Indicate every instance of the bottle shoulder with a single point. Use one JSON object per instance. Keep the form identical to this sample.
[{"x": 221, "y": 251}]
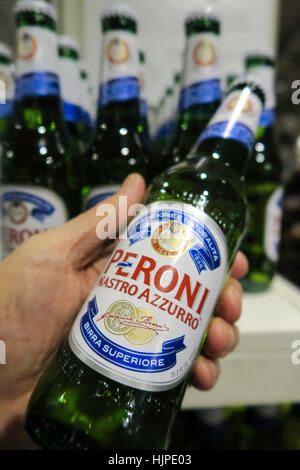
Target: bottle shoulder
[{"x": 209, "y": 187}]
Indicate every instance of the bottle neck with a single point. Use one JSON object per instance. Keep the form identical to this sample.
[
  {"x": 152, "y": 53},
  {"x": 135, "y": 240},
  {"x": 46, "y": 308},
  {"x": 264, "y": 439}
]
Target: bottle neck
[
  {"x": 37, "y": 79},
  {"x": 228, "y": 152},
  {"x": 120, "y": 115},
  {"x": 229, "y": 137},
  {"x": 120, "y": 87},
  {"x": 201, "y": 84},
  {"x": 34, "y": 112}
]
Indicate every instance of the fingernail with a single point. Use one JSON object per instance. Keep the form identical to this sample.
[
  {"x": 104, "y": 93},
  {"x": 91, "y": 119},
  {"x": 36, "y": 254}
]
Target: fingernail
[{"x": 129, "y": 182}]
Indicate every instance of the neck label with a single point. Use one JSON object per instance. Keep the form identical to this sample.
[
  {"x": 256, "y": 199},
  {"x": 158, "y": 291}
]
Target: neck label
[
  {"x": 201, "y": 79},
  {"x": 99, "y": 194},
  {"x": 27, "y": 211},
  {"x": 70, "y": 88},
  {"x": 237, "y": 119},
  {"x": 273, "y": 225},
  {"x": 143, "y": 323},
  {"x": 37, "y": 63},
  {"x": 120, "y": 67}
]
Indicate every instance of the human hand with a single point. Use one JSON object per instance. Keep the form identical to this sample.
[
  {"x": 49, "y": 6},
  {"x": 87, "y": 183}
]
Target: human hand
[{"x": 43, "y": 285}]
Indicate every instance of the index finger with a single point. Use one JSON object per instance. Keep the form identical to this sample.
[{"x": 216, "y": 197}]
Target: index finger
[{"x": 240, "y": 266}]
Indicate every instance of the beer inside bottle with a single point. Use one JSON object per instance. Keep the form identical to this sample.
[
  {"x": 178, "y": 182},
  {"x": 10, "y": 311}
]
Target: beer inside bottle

────────────────────

## REQUIRED TASK
Rewrite all of the data above, replacing each occurrence of "with a single point" with "with exactly one point" and leaving everything else untouched. Omit the pictures from your output.

## EXERCISE ANSWER
Indicate every instance of the bottle shoulder with exactly one point. Use one JSON object per instance. Keep the form identical to this sample.
[{"x": 221, "y": 251}]
Target: bottle shoulder
[{"x": 209, "y": 187}]
Indicate every instance of the bottle neck with exactly one point. Use one JSON object per instance. Keep the form identical to this sample.
[
  {"x": 152, "y": 53},
  {"x": 135, "y": 240},
  {"x": 46, "y": 308},
  {"x": 264, "y": 439}
]
Target: bottle neck
[
  {"x": 37, "y": 79},
  {"x": 228, "y": 152},
  {"x": 120, "y": 115},
  {"x": 229, "y": 137},
  {"x": 120, "y": 87},
  {"x": 201, "y": 84},
  {"x": 34, "y": 112}
]
Indicate every instance of the fingernail with exactly one point. Use one JSON object per instance. Keep the form identical to this sample.
[
  {"x": 104, "y": 93},
  {"x": 91, "y": 119},
  {"x": 36, "y": 254}
]
Target: fingernail
[{"x": 129, "y": 182}]
Indicate every instance of the neck label with exactly one point. Use one JSON object per instance. Keep the form identical to this sample.
[
  {"x": 256, "y": 199},
  {"x": 158, "y": 291}
]
Target: neck label
[
  {"x": 201, "y": 79},
  {"x": 99, "y": 194},
  {"x": 27, "y": 211},
  {"x": 70, "y": 88},
  {"x": 237, "y": 119},
  {"x": 273, "y": 225},
  {"x": 143, "y": 323},
  {"x": 37, "y": 63},
  {"x": 120, "y": 67}
]
Indicate every instance of the human hand with exactly one point. Use one JSON object per instance. Keep the form identical to this sample.
[
  {"x": 49, "y": 6},
  {"x": 87, "y": 183}
]
Target: human hand
[{"x": 43, "y": 285}]
Indicate every instance of the index finger with exactly one point. Use one JSON object per instance. Keep the form identical to this sample.
[{"x": 216, "y": 197}]
Target: index finger
[{"x": 240, "y": 266}]
Indicate every instance of the beer inside bottle with exactly one point. Use one JSON object per instance. Keep the form identical to this sample.
[
  {"x": 178, "y": 182},
  {"x": 10, "y": 311}
]
Target: beer inside bottle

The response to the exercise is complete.